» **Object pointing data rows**
········

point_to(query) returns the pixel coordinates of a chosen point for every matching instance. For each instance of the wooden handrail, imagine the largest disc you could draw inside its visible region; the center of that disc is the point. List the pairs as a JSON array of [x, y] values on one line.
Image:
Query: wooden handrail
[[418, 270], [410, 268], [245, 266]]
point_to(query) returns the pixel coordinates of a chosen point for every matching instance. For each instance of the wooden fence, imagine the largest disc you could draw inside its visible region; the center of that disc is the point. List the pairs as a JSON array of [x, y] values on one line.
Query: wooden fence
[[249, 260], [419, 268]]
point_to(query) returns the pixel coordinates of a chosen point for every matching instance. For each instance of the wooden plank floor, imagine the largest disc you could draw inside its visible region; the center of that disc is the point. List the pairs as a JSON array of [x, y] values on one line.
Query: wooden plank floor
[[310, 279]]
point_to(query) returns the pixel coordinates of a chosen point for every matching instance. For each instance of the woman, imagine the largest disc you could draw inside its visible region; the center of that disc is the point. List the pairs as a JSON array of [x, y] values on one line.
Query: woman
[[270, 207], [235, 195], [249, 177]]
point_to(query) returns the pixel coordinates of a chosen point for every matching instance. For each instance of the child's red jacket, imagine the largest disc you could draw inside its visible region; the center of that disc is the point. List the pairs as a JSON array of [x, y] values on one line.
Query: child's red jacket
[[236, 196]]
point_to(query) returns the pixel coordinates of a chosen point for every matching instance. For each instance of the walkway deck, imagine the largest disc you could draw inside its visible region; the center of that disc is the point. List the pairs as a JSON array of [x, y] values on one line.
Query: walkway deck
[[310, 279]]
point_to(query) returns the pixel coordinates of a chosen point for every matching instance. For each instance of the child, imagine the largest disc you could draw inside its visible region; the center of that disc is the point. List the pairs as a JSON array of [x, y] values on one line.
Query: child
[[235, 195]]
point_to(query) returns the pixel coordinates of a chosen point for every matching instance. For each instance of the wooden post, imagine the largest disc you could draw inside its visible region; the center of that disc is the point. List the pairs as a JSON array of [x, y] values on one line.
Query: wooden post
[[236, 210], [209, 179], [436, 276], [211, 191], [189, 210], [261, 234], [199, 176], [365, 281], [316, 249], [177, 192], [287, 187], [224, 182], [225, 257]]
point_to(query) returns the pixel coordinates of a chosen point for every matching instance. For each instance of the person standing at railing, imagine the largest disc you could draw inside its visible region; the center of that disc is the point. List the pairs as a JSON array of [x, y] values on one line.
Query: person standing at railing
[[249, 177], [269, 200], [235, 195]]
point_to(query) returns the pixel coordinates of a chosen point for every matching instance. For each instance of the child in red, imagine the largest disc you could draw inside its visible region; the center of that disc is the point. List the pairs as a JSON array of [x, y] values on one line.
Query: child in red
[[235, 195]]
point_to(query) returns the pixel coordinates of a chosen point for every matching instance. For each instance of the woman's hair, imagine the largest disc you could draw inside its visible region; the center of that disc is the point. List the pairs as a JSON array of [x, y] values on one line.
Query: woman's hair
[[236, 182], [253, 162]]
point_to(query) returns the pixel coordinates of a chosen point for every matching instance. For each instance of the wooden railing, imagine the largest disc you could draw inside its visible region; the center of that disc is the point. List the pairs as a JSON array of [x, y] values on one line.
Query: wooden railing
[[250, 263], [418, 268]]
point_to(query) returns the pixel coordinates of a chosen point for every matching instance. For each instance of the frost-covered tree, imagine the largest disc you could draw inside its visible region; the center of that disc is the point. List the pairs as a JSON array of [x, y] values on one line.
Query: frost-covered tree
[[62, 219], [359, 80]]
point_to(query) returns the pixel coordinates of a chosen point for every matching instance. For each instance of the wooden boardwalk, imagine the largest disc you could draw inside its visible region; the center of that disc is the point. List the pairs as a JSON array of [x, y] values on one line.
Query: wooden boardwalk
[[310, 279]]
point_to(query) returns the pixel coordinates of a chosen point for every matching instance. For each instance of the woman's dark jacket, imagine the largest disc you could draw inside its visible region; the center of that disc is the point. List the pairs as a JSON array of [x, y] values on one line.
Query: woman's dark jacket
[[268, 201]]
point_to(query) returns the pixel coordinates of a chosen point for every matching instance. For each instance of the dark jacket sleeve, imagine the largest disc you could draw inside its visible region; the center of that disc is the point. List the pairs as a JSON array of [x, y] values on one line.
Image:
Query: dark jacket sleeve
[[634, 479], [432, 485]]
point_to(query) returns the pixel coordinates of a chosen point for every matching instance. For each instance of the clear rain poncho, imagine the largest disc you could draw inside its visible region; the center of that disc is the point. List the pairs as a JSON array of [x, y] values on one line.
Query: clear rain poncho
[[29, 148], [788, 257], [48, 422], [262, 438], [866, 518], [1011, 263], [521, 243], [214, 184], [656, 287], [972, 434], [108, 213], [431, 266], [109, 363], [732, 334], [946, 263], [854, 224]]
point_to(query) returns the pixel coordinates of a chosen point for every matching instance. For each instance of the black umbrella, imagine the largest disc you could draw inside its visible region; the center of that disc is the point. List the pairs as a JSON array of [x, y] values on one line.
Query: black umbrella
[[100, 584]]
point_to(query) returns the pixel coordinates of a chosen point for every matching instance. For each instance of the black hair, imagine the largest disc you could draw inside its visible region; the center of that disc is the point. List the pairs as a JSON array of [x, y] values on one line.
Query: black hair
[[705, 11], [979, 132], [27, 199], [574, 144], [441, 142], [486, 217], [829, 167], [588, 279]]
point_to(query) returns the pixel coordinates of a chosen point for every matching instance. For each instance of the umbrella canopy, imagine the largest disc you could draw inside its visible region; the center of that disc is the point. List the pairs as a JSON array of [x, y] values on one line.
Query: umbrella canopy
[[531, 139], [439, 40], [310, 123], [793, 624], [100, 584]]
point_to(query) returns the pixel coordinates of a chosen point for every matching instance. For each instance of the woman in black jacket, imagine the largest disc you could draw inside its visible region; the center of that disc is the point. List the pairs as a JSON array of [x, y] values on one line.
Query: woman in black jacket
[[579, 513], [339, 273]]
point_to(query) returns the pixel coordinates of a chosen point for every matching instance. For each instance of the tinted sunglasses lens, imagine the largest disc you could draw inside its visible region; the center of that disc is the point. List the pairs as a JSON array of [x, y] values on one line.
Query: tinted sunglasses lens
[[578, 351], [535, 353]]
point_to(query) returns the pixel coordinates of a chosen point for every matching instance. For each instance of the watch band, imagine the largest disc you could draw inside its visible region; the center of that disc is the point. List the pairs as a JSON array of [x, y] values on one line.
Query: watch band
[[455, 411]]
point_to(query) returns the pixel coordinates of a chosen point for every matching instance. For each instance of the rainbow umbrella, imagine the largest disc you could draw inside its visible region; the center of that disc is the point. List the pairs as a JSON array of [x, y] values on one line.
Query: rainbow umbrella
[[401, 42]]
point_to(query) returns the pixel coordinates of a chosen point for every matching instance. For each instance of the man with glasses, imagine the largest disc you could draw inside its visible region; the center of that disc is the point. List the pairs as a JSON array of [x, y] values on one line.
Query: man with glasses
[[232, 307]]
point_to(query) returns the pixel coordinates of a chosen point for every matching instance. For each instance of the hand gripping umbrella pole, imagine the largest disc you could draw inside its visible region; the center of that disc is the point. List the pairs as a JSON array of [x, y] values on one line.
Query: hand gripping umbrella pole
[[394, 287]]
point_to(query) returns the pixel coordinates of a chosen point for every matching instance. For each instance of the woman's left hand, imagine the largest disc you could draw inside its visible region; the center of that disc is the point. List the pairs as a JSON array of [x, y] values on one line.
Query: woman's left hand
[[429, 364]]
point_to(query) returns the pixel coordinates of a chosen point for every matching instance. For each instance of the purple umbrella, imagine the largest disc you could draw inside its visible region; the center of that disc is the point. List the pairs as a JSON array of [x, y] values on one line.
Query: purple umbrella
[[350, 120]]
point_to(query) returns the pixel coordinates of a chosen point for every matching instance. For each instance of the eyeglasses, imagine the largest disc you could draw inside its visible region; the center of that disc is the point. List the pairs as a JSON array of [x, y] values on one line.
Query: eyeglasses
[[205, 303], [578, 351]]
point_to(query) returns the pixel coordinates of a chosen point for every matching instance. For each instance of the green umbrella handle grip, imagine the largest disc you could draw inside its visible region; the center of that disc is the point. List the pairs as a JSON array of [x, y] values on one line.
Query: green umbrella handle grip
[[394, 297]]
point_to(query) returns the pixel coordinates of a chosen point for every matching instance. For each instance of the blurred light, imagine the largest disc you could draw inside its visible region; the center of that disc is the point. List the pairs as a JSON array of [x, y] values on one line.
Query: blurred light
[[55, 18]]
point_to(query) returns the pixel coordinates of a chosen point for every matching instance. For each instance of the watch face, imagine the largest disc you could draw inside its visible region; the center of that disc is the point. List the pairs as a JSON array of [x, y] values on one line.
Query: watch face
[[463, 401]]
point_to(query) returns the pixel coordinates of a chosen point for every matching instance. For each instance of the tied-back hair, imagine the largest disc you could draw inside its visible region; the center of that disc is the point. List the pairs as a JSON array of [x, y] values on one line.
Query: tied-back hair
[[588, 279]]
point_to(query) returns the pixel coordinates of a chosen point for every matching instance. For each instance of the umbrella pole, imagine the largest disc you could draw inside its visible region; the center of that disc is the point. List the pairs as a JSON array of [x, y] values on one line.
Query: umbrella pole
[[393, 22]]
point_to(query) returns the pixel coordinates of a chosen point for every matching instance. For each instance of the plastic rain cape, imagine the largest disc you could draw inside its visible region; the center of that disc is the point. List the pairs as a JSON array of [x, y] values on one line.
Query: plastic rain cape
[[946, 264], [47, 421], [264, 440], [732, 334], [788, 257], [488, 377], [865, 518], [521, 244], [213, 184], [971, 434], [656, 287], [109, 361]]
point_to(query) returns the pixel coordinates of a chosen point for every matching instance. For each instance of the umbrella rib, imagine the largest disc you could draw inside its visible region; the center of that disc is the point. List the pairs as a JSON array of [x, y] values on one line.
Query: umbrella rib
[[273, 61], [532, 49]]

········

» **The request**
Recast the lines from the beginning of the material through the line with "[[418, 270], [410, 268], [245, 266]]" as a Markdown table with the columns Row and Line, leaving out any blank lines.

» **Result of the task**
| Row | Line |
|---|---|
| 1 | point_to(query) returns the pixel coordinates of a chosen point for every matching instance. For each instance of the wooden handrail, imagine the largest disc you could draw inside its visible region; the center of that disc is the point. List the pairs as a JSON array of [x, y] values on one line. |
| 2 | Image: |
| 3 | Query: wooden handrail |
| 4 | [[418, 270], [410, 268], [245, 266]] |